_PROBLEMS TO WORK ON_.
1) In the electric drive machine description, what may the ground engaging system include?
2) Continue the electric drive machine description from its last sentence.

_DOCUMENT_.
The controller 106 may include a computer having all of the components necessary to run an application, such as, for example, a memory serving as a storage device and a processor serving as a central processing unit. One skilled in the art will appreciate that this computer can contain additional or different components. Further, one skilled in the art will appreciate that operating conditions and/or operating sequences can be stored on or read from other types of computer programs, products, or computer readable media, such as computer chips and secondary storage devices, including hard disks, floppy disks, CD-ROMs or other forms of RAM or ROM

The engine 116 can be any engine known in the art, and including an internal combustion engine operating on diesel, gasoline, natural gas, propane, biofuels or other fuels. In one example, the engine 116 is a diesel-powered engine configured to power the electric drive machine 100.

The generator 114 may be coupled to a crankshaft on the engine 116 in a manner that the engine 116 drives the generator 114 to create power. When the engine 116 is not running, the generator 114 may be configured to crank the engine crankshaft to start the engine 114. The generator 114 may be sized and selected to provide sufficient power to drive the electric drive machine 100, and also to turn the crankshaft to start the engine 104. The second inverter 110 may be electrically associated with the generator 114 and may be configured to receive energy from the generator 114 and to convert the energy into usable power to operate the electric drive machine 100.

The gear train 118 may be coupled to and configured to drive the ground engaging system 119. The ground engaging system 119 may be any system configured to move the electric drive machine 100, and may include wheels or a track system, including gears or sprockets that may be capable of turning the wheels or track.

The propulsion motor 104 may include inductive windings L₁, L₂ and L₃ that serve as inductors. In one exemplary embodiment, the inductive windings L₁, L₂ and L₃ are stator windings in the propulsion motor 104. The stator windings may be configured to drive a rotor (not shown) to power the gear train 118, thereby driving the electric drive machine 100. Circuitry may electrically connect each of the inductive winding L₁, L₂ and L₃ between the switching elements that make up the pairs of switching elements in the first inverter 108 discussed above. As one example, the inductive winding L₂ is electrically connected between the pair of switching elements 121 and 131 associated with the first inverter 108.

_RECORD EXCERPTS_.
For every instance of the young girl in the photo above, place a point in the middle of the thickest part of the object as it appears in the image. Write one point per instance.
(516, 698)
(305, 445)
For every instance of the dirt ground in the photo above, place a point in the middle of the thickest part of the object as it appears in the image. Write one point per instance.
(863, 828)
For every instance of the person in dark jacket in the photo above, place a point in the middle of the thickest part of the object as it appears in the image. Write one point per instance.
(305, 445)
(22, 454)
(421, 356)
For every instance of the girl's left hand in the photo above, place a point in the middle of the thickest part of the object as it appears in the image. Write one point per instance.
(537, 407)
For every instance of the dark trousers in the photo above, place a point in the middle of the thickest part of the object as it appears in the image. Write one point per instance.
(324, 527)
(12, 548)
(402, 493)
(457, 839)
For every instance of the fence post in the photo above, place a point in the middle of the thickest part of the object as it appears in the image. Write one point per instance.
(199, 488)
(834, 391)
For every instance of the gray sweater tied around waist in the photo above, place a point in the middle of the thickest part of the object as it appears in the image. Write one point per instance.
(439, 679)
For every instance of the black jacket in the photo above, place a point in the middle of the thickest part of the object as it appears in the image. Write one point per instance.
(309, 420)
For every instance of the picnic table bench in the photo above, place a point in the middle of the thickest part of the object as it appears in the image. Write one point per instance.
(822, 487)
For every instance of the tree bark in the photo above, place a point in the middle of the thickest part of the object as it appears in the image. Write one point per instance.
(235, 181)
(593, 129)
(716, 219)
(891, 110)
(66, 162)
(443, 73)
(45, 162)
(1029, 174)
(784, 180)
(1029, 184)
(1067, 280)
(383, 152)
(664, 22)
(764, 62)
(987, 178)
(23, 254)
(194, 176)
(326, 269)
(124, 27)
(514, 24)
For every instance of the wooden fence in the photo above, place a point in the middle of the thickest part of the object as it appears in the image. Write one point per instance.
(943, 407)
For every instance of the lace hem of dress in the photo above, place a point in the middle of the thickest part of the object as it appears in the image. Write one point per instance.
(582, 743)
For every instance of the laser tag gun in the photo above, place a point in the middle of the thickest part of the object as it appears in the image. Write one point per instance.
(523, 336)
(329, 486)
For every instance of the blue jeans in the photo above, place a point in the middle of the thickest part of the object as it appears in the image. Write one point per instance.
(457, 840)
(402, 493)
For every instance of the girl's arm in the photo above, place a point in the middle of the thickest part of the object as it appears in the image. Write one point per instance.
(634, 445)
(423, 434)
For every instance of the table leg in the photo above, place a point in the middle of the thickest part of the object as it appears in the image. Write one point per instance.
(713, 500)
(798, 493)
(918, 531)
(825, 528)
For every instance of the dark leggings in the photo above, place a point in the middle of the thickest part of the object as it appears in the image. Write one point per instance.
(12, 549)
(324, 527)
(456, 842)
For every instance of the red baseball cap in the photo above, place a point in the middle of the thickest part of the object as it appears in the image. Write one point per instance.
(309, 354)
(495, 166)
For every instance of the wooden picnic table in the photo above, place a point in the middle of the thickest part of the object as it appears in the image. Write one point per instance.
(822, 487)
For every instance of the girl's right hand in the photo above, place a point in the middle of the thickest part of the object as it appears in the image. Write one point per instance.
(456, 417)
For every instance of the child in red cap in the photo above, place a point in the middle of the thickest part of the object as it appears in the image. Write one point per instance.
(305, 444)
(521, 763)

_RESPONSES_.
1) Wheels or a track system, including gears or sprockets that may be capable of turning the wheels or track.

2)
INDUSTRIAL APPLICABILITY

The disclosed system for starting an engine may be provided in any machine or engine where boosting power is a requirement to effectively start the machine or engine. The operation of the will now be explained in connection with the flowchart of FIG. 2.

The flow chart 200 of FIG. 2 shows one exemplary method of starting an engine of an electric drive machine. This can be accomplished by boosting an electrical potential from the first energy storage device 102 to provide a voltage to the generator 114 that is higher than the first energy storage device voltage in order to start the engine 116. This method allows the engine 116 to be started without requiring the use of a separate starter or a separate power booster. The flow chart 200 shows exemplary operations for performing the method to start the engine 116.

The method starts in operation 202. In operation 204, current is supplied from the first energy storage device 102 to inductive windings L₁, L₂ and L₃ of a propulsion motor 104. The controller 106 can be configured to close the first and second first energy storage device switches 103, 105, thereby connecting the first energy storage device 102 to the first inverter 108. In operation 206, energy is accumulated in the inductive windings L₁, L₂ and L₃ of the propulsion motor 104 based on a magnetic field created when the supplied electric current flows through the inductive windings L₁, L₂ and L₃. To facilitate such energy accumulation in the inductive windings L₁, L₂ and L₃ of the propulsion motor 104, the controller 106 may close, for example, switches 130, 131,132 to complete a circuit through the first inverter 108 and the propulsion motor 104 and to start current flowing. By closing the switching elements 130, 131,132 for example, current flows from the first energy storage device 102 directly to the inductive windings L₁, L₂ and L₃ of the propulsion motor 104. The current continues to flow through the inductive windings L₁, L₂ and L₃ and through the switching elements 130, 131 and 132 and through the second first energy storage device switch 105. In the circuit 100, energy is then stored in the inductive windings L₁, L₂ and L₃ of the propulsion motor 104. Other combinations of components may be used to store energy in the inductive windings L₁, L₂ and L₃. For example, the inductive winding L₁ may be connected between switching elements 121 and 131. In this case, switching elements 130 and 132 would be activated to complete the circuit. Other combinations are contemplated and included within the scope of this disclosure.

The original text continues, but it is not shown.